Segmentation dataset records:
--*--

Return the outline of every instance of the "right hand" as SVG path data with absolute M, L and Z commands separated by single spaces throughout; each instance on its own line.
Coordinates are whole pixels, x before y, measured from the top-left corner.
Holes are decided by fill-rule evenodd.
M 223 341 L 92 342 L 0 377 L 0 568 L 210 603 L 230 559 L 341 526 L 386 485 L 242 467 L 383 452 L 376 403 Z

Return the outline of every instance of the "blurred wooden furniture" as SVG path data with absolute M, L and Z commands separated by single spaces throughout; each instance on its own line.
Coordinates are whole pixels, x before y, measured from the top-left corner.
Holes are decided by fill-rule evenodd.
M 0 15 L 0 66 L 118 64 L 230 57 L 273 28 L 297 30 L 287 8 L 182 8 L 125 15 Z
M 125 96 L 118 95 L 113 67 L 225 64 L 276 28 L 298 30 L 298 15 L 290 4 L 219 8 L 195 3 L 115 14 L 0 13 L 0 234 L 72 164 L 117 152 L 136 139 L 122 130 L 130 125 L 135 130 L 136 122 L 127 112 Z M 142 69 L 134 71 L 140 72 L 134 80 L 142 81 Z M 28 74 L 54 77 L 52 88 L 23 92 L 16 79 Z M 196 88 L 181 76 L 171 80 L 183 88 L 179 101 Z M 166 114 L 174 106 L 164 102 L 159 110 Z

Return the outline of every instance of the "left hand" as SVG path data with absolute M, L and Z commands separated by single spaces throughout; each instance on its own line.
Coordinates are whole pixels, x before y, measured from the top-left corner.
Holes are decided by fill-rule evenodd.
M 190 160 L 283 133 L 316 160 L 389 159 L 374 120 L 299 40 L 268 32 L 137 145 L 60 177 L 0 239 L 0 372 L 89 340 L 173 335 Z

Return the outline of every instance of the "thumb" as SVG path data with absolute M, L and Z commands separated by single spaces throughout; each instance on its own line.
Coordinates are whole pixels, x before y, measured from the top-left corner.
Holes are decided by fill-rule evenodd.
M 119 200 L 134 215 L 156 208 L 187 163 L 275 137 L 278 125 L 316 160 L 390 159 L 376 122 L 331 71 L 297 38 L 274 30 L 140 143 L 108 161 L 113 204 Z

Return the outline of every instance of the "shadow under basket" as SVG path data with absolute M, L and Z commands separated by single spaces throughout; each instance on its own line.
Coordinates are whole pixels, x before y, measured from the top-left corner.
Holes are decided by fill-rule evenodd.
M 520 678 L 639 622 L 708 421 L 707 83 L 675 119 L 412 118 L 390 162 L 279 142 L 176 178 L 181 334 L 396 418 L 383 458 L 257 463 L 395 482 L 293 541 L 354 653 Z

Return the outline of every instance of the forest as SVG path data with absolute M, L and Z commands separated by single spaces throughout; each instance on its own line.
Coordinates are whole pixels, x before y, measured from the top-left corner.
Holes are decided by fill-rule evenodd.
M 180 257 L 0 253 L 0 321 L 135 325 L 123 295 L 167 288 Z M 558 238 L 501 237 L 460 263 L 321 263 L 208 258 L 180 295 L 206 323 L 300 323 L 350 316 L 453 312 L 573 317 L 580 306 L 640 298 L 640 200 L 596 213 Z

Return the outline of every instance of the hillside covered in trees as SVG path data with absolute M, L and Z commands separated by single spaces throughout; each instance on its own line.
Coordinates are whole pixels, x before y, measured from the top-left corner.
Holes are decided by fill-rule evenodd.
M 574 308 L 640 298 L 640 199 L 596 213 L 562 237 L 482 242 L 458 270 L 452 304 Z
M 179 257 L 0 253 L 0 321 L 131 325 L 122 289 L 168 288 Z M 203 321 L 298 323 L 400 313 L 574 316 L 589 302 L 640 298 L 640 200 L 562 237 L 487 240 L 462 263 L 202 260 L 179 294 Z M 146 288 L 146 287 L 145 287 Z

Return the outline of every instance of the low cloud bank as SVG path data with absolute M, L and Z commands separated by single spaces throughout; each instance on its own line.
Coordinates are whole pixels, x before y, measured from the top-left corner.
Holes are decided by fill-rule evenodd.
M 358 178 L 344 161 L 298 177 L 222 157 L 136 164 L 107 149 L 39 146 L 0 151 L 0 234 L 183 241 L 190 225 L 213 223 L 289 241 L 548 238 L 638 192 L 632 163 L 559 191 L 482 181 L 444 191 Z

--*--

_Set task_
Can you transcribe all of the records above line for line, leaving every character unchanged?

_Worked solution_
Return the outline of every instance of the "right hand" as SVG path data with absolute M, L and Z commands separated by single spaces throughout; each instance on its own line.
Coordinates are whole pixels, x before y, measured from the top-left corner.
Holes are decided by fill-rule evenodd.
M 223 341 L 92 342 L 0 377 L 0 568 L 210 603 L 230 559 L 341 526 L 386 485 L 242 467 L 383 452 L 376 403 Z

Return the outline of every instance of the "blurred wooden furniture" as SVG path data with absolute M, L and Z commands separated by single spaces throughout; each instance on its own line.
Coordinates are whole pixels, x before y, measured from the top-left corner.
Holes are decided by fill-rule evenodd.
M 0 15 L 0 66 L 118 64 L 230 57 L 273 28 L 297 30 L 287 8 L 182 8 L 125 15 Z
M 125 96 L 118 95 L 113 67 L 225 64 L 276 28 L 298 30 L 298 15 L 290 4 L 219 8 L 195 3 L 115 14 L 0 13 L 0 234 L 72 164 L 117 152 L 136 139 L 122 130 L 130 125 L 135 130 L 136 122 L 127 112 Z M 142 69 L 134 71 L 140 72 L 134 80 L 142 81 Z M 28 74 L 54 77 L 52 88 L 23 92 L 16 79 Z M 196 88 L 181 76 L 171 80 L 183 88 L 179 101 Z M 166 114 L 174 106 L 164 102 L 159 110 Z

Return the outline of every instance of the "left hand" as SVG path data with absolute M, L and Z commands separated by single spaces throughout; each instance on its own line.
Coordinates are whole pixels, x before y, measured from the top-left corner.
Holes are decided by fill-rule evenodd.
M 190 160 L 283 133 L 316 160 L 389 159 L 374 120 L 299 40 L 268 32 L 137 145 L 60 177 L 0 239 L 0 372 L 89 340 L 173 335 Z

Return the outline of every instance of the "thumb" as SVG path data with absolute M, L and Z commands separated by single spaces throughout; each instance on its own line.
Coordinates are whole pixels, x before y, measured from the top-left corner.
Holes are decided by fill-rule evenodd.
M 119 200 L 134 215 L 156 208 L 187 163 L 275 137 L 278 125 L 316 160 L 390 159 L 376 122 L 331 71 L 297 38 L 274 30 L 140 143 L 108 161 L 113 204 Z

Return the outline of every instance of the "shadow under basket" as SVG path data with absolute M, L and Z commands separated by single spaces throughout; each instance on its own line.
Coordinates are whole pixels, x before y, measured from the top-left corner.
Holes are decided by fill-rule evenodd.
M 520 678 L 639 622 L 708 421 L 707 83 L 675 119 L 412 118 L 390 162 L 279 142 L 176 178 L 181 334 L 396 418 L 383 458 L 257 463 L 395 482 L 293 541 L 354 653 Z

Return the outline of every instance of the forest as SVG path data with absolute M, L and Z commands separated by single spaces throughout; each instance on its own line.
Coordinates are whole pixels, x before y, measured from the top-left corner.
Holes are decided by fill-rule evenodd.
M 180 257 L 0 253 L 0 321 L 135 325 L 123 295 L 167 288 Z M 558 238 L 501 237 L 460 263 L 321 263 L 208 258 L 180 295 L 206 323 L 300 323 L 350 316 L 453 312 L 573 317 L 580 306 L 640 298 L 640 200 L 596 213 Z

Return the outline of every instance of the hillside covered in trees as SVG path data with absolute M, L and Z commands separated by single spaces throughout; each instance on its own line.
Coordinates are whole pixels, x before y, measured from the top-left corner.
Holes are decided by fill-rule evenodd.
M 574 308 L 640 298 L 640 199 L 596 213 L 562 237 L 482 242 L 458 270 L 452 304 Z
M 179 257 L 0 253 L 0 321 L 131 325 L 122 289 L 168 288 Z M 203 321 L 298 323 L 400 313 L 574 316 L 589 302 L 640 298 L 640 200 L 562 237 L 487 240 L 462 263 L 202 260 L 179 294 Z M 146 288 L 146 287 L 145 287 Z

Return the outline of every instance of the low cloud bank as SVG path data with absolute M, L and Z commands separated by single spaces throughout; each instance on its own line.
Coordinates are whole pixels, x before y, measured from the top-left corner.
Holes are decided by fill-rule evenodd.
M 358 178 L 344 161 L 298 177 L 222 157 L 136 164 L 107 149 L 39 146 L 0 151 L 0 234 L 183 241 L 190 225 L 213 223 L 289 241 L 548 238 L 638 192 L 632 163 L 559 191 L 482 181 L 444 191 Z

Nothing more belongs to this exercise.